** What to produce **
Report every line of the data below that contains the string "scoop", matching case exactly.

** Rows **

Start

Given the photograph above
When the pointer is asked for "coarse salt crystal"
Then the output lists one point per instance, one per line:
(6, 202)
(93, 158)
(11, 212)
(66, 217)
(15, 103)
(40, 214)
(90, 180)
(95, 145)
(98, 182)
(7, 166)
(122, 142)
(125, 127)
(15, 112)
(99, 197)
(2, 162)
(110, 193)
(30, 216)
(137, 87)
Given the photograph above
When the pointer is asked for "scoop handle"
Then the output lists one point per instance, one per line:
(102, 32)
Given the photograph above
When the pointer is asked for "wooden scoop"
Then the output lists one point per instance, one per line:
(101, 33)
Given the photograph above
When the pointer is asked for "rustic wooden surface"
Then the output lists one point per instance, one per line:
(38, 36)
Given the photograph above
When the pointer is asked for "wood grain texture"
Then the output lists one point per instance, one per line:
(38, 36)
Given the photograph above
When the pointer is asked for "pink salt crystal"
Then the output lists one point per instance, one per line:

End

** Task response **
When the pointer is asked for "scoop handle"
When the pointer is asked for "wooden scoop"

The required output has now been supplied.